● Task details:
Please keep to the lines below from the one with "Where can the race" through the one with "column 419, row 251", and restate them word for word, ends included.

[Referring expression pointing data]
----------
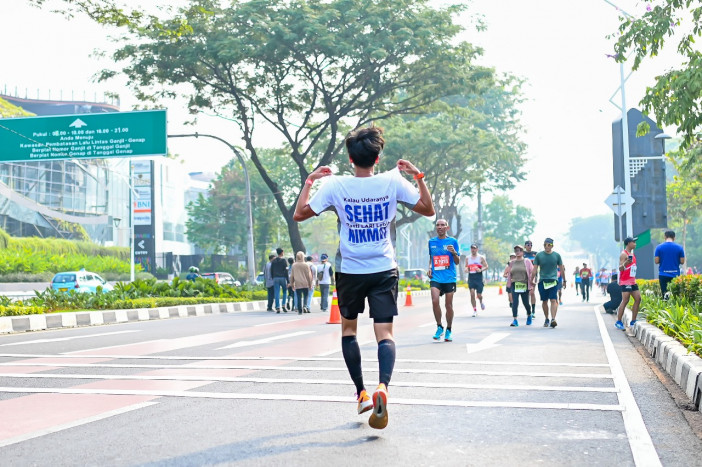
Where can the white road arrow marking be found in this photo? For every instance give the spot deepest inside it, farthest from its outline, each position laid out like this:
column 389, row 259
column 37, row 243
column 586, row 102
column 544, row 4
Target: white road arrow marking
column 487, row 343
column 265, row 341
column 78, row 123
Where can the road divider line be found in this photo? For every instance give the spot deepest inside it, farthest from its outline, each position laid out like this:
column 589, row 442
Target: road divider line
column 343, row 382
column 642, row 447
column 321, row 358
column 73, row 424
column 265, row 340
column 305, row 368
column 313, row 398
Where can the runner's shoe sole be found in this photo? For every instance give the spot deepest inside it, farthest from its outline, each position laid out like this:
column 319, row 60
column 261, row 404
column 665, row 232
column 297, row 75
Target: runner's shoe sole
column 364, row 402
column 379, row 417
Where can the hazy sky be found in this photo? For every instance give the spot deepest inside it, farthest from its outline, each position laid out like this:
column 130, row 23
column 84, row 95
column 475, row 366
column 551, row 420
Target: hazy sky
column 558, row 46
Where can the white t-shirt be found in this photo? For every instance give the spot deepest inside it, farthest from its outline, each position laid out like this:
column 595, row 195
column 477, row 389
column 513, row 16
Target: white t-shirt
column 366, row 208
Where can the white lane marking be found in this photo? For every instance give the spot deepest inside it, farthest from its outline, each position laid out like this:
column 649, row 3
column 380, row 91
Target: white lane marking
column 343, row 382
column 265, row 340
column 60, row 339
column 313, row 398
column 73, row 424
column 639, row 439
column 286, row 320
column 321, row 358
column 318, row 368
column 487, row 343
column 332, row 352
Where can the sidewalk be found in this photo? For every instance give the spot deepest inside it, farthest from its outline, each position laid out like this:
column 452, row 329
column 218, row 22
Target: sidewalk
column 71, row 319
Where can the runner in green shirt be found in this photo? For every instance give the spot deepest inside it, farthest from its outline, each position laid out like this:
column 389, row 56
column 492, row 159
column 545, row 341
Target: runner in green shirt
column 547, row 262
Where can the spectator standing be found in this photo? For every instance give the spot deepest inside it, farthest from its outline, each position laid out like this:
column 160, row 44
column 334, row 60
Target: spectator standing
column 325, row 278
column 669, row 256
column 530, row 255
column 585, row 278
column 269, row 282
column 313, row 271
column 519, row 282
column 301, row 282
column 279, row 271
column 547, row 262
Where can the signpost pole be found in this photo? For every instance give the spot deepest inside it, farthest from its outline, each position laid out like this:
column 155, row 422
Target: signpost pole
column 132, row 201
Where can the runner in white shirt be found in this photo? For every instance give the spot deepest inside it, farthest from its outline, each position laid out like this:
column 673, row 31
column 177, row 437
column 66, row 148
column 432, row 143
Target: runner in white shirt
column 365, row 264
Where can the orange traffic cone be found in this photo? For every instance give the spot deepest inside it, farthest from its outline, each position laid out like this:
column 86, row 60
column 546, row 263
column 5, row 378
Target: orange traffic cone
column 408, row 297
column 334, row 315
----------
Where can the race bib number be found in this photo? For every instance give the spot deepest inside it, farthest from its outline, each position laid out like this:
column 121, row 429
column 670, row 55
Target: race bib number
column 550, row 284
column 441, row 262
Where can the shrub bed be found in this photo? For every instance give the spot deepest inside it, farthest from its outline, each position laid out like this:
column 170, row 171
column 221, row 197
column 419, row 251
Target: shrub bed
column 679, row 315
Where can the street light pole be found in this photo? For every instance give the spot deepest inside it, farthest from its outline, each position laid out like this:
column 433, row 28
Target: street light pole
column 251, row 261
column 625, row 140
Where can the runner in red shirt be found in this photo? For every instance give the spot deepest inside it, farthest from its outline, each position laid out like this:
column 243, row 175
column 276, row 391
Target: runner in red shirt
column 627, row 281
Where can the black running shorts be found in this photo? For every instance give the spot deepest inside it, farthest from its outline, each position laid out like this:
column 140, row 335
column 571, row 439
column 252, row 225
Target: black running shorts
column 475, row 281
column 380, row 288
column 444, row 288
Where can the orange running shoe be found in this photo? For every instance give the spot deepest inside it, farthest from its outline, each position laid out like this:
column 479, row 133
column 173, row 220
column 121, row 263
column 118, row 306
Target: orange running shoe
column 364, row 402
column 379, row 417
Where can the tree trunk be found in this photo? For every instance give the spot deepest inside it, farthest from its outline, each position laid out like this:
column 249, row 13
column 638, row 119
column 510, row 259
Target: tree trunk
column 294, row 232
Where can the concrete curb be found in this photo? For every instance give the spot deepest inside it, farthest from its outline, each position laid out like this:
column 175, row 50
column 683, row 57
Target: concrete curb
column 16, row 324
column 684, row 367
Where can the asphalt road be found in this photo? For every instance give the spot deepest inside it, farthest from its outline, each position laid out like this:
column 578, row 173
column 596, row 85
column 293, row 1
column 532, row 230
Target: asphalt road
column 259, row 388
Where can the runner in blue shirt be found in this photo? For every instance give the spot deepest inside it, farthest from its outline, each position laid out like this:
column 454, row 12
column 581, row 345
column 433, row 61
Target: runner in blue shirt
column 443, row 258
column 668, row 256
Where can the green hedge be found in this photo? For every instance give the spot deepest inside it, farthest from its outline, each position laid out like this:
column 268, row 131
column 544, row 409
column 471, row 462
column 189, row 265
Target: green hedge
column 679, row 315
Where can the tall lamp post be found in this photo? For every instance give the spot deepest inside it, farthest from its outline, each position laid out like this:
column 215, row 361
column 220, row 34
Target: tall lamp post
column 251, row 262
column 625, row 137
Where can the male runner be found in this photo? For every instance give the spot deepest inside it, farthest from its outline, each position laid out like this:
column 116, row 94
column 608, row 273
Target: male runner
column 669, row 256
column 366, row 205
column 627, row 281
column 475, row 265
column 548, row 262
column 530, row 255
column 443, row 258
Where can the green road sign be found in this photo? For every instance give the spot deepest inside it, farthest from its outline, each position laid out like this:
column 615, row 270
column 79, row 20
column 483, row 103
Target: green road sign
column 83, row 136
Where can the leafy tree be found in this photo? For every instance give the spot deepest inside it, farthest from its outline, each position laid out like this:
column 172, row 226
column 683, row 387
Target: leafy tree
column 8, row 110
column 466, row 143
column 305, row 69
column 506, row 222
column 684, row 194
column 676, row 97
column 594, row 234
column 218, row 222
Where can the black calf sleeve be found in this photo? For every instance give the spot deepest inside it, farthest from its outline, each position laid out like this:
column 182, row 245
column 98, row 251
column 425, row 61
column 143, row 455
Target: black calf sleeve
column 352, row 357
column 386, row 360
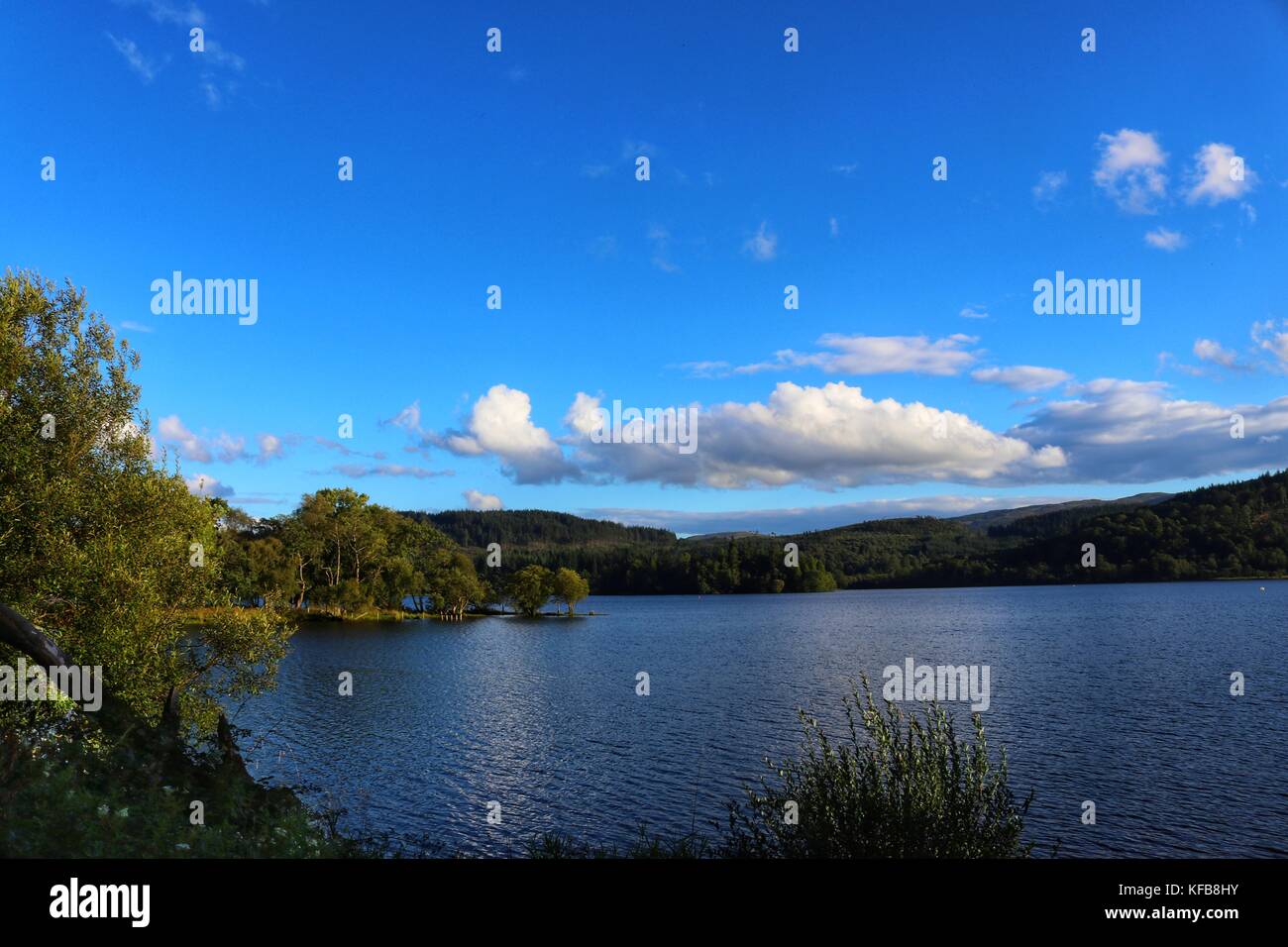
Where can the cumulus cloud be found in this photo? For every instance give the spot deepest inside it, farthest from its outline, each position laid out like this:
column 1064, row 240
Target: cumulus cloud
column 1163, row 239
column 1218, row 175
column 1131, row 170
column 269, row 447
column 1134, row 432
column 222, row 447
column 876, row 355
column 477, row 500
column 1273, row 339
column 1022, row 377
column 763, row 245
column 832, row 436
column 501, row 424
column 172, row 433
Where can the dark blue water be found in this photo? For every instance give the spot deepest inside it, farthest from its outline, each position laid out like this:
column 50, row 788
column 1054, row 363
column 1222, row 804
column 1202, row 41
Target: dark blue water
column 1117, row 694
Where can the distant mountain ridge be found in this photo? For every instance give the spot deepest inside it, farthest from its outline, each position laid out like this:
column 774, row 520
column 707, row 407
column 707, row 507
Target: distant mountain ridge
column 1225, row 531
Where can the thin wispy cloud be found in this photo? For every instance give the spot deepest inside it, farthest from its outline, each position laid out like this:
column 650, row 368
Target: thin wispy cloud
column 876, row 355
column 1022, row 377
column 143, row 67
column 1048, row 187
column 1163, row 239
----------
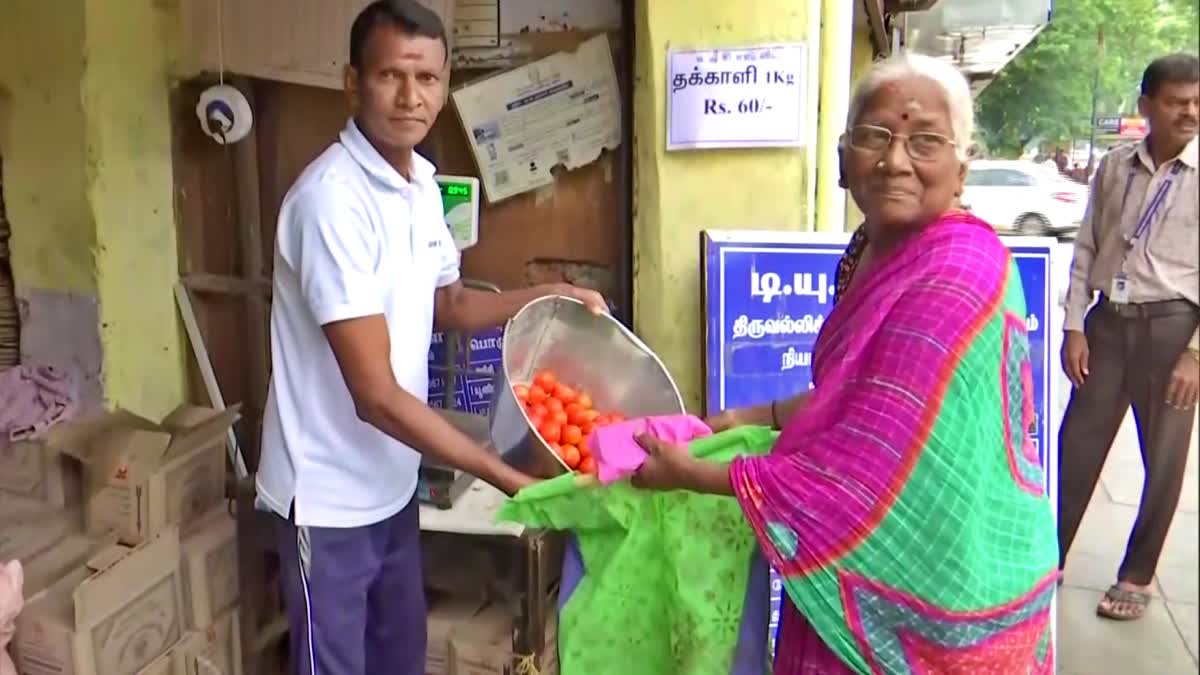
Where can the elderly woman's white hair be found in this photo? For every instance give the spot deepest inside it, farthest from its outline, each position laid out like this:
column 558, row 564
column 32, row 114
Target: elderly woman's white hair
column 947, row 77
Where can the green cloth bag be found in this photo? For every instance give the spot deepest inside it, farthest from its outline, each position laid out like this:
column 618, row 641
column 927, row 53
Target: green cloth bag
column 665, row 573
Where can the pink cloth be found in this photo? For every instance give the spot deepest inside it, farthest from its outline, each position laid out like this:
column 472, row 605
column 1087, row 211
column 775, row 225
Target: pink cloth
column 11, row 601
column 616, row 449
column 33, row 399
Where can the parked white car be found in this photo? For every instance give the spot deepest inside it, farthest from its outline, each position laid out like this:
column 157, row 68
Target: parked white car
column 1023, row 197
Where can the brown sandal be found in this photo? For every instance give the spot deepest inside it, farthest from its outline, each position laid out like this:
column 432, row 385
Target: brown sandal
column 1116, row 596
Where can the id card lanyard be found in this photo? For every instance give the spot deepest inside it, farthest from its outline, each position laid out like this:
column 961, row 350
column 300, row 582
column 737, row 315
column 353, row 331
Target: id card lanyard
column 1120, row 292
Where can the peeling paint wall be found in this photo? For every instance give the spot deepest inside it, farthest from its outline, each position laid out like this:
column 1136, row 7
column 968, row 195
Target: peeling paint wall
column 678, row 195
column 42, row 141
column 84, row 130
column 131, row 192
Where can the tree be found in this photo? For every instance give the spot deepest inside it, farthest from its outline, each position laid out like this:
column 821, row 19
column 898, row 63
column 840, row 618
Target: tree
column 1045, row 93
----------
● Response below:
Where can the race bib number be found in this photo? For every instance give the spot deepest inside it, farthest from its outline, each position laid out like this:
column 121, row 429
column 670, row 55
Target: race bib number
column 550, row 284
column 441, row 262
Where can the shrub bed be found in this photo? For every instance give the spot deepest inside it, farthest from its outline, each position laid out like this:
column 170, row 171
column 221, row 197
column 419, row 251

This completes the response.